Task directions = Return the entries below, unchanged, from the line containing "Target: cart frame" through the line containing "191,150 -> 279,260".

Dataset records =
....................

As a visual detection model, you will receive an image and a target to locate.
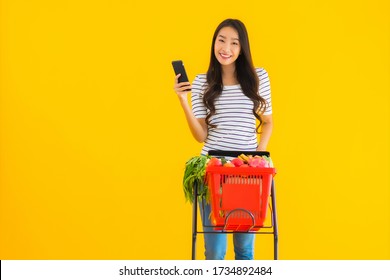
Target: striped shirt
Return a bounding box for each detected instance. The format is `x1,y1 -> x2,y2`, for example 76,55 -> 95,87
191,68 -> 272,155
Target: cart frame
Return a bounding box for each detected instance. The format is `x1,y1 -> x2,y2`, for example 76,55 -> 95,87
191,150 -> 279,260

....................

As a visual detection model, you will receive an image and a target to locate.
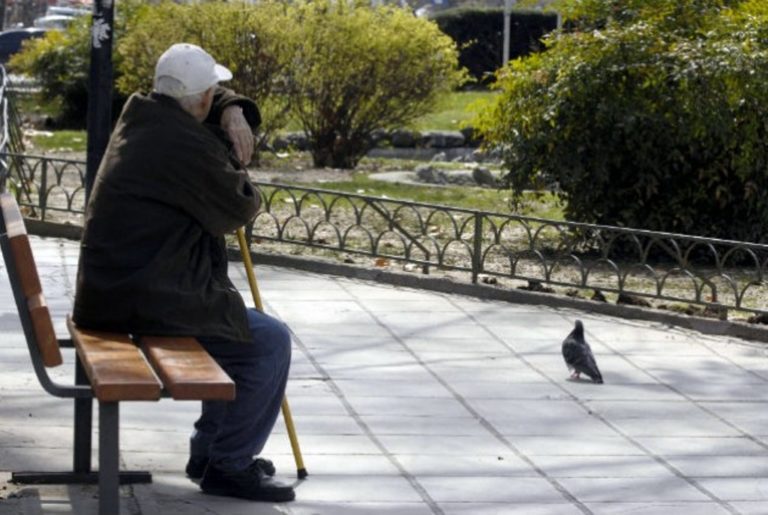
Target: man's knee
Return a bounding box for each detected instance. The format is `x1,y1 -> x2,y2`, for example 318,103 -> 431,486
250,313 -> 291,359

....................

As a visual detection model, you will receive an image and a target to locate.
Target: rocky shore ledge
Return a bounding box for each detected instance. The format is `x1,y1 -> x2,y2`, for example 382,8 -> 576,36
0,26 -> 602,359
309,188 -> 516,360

....................

Right answer =
Target: cart frame
Return a bounding box for each detected instance. The format is `x1,y1 -> x2,y2`, for example 76,55 -> 95,87
191,150 -> 279,260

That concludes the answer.